#### [Written tasks]
a. In the beading blog post, what addition turned the earring and a half into a pendant?
b. From the beading blog post, output the stretch from "First up, some" through "earrings were out." word for word.

If you're a beader, it's got to be the whole process of packing up your bead room.  Dear heavens. Talk about getting slapped in the face with your hoarding tendencies!

But then you get to the new place and discover all the treasures you forgot about, including the UFinished Objects that had been stashed at the bottom of the drawer or in the back of the closet. I found a couple that would work up pretty quickly, so here they are, the first completed UFOs of 2017!

First up, some cabochons that I had glued to backing, in order to embroider the into a pair of earrings. They sat on the backing, unfinished, for an embarrassingly long time. When I finally got back to them, one of the purple glass cabochons had cracked, so a matched pair of earrings were out.

So, with the addition of a nice little jade round, the earring and a half became a pendant.


The second UFO was a red jasper cab that I had prepped as an illustration for a class that I taught. About 15 years ago. Yep. It only had the peyote bezel, with no backing or edging.  With the addition of modest fringe (I am SO not a fringe gal) and a necklace of faceted carnelian, faceted glass, and coconut heishi with an antique brass toggle clasp, she's ready to come out of the drawer.



Do you have any UFOs lurking in your bead room? 

Sunday, January 29, 2017

A Long Hiatus, Killer Trees, and Show Lessons Learned

Hoo boy! If the road to perdition is paved with good intentions, my plans for making regular blog posts over the past seven months has me more than halfway down the road...

Lots has happened over the past few months (sold our house, bought a new place, moved, been asked to step into my former boss' position on an interim basis, took an anniversary trip to Paris), but I'm going to pick up the blogging where I left off -- smack in the middle of summer show season.


Each show has its learning opportunities.  For example, I learned that all the time saved by my neighbor artist when she set up the display of her whimsical bird houses in the open air instead of under a tent was equaled out each morning, when she had to spend quite a while cleaning the bird poop off of her pieces. Lesson One: there is no real shortcut in display setup.

Records of labeled boxes:
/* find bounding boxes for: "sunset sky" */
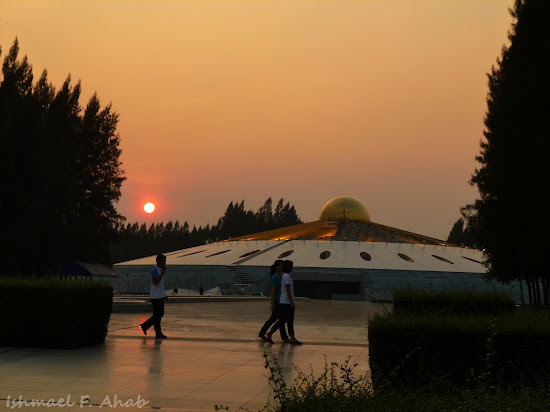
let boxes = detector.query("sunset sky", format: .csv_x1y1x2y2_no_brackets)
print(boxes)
0,0,513,239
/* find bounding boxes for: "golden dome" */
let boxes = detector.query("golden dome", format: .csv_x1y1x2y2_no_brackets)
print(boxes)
319,196,370,223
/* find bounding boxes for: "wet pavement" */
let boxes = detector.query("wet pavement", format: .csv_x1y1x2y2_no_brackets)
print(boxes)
0,300,390,411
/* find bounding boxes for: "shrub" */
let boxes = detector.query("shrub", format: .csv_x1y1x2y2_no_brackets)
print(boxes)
393,289,515,316
215,355,550,412
369,310,550,390
0,278,113,348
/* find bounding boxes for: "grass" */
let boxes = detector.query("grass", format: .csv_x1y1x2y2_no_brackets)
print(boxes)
215,354,550,412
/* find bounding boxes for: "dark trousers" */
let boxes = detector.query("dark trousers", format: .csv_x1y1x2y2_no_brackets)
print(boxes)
260,303,288,340
279,303,294,338
142,298,164,335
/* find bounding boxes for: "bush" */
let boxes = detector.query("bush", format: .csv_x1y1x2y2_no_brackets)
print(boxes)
393,289,515,316
215,355,550,412
0,278,113,348
369,310,550,390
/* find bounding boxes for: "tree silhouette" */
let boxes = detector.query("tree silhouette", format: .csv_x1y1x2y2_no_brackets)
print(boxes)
0,39,124,274
463,0,550,306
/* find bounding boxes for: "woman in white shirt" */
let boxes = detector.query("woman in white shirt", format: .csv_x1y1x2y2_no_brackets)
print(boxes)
279,260,302,345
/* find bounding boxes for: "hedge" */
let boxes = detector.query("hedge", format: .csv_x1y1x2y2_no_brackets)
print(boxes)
393,289,515,316
0,278,113,348
368,310,550,389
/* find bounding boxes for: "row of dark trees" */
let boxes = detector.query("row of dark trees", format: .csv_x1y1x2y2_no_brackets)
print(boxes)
0,39,125,274
112,198,302,262
453,0,550,307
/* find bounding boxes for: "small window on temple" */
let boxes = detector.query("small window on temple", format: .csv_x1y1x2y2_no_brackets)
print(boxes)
319,250,330,259
361,252,372,262
397,253,414,263
279,250,294,259
432,255,454,265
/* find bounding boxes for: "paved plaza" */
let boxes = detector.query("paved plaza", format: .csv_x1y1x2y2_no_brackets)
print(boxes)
0,300,389,411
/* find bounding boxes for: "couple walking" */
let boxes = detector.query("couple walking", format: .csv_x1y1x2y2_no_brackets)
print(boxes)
258,260,302,345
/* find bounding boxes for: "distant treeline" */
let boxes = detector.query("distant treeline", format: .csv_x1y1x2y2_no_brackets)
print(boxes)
111,198,302,263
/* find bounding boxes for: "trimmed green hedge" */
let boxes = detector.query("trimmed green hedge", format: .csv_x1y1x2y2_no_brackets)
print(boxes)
393,289,515,316
368,310,550,389
0,278,113,348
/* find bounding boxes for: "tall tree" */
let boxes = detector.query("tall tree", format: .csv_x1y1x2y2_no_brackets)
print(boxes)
464,0,550,306
0,39,124,273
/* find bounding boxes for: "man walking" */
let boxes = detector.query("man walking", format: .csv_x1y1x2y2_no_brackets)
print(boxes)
139,255,167,339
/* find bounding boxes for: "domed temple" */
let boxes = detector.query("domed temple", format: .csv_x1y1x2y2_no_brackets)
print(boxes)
113,196,520,302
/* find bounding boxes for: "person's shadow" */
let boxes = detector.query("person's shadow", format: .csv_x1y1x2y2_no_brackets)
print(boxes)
258,342,296,385
143,338,164,375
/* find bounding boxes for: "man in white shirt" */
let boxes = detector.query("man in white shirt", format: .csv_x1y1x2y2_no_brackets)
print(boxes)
279,260,302,345
139,255,167,339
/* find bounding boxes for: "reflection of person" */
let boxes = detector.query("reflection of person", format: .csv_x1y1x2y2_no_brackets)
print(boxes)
279,260,302,345
258,260,288,343
139,255,166,339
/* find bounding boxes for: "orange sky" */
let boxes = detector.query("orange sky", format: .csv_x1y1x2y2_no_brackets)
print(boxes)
0,0,513,238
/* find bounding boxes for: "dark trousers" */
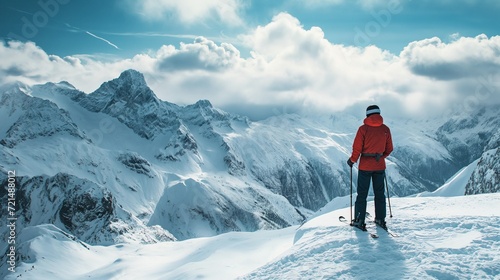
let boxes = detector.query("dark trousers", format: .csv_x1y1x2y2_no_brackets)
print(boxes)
354,170,386,223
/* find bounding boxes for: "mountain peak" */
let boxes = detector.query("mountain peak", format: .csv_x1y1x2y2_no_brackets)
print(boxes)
90,69,159,107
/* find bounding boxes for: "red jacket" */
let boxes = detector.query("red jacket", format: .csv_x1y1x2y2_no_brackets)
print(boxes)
350,114,393,171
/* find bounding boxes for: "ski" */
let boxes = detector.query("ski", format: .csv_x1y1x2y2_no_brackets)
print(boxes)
339,216,378,238
366,212,398,237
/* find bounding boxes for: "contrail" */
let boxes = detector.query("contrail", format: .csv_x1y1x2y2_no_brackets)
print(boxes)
85,31,120,50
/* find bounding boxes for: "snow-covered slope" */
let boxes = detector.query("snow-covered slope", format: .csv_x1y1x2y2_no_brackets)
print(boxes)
0,70,499,244
1,194,500,280
242,194,500,279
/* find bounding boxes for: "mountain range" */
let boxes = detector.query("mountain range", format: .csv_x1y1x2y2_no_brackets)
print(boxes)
0,70,500,247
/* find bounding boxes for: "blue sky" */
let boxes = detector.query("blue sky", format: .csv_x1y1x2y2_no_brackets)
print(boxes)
0,0,500,118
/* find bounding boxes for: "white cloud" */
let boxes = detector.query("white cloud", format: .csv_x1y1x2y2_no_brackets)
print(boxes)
0,13,500,120
131,0,244,25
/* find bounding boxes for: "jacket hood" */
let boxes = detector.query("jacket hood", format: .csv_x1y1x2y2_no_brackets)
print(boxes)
363,114,384,126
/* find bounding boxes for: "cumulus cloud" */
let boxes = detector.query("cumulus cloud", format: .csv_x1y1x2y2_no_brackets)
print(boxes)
0,13,500,119
129,0,243,25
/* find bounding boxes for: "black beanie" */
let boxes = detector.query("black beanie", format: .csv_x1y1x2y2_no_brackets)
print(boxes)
366,105,380,117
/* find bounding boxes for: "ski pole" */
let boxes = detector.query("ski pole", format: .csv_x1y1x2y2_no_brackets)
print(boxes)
350,166,352,224
384,173,392,218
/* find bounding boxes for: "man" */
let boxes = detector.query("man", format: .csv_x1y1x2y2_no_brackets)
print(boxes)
347,105,393,230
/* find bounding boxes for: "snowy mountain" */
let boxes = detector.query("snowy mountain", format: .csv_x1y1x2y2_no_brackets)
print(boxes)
1,193,500,280
0,70,500,250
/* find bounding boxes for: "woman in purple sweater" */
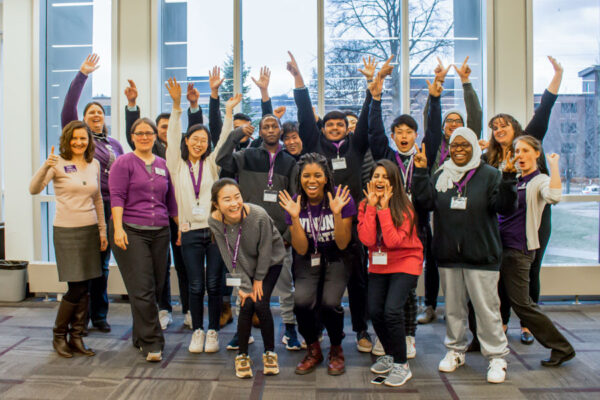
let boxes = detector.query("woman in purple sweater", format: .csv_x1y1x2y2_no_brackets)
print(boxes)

#### [Answers]
a. A nice little jade round.

b.
First up, some cabochons that I had glued to backing, in order to embroider the into a pair of earrings. They sat on the backing, unfinished, for an embarrassingly long time. When I finally got back to them, one of the purple glass cabochons had cracked, so a matched pair of earrings were out.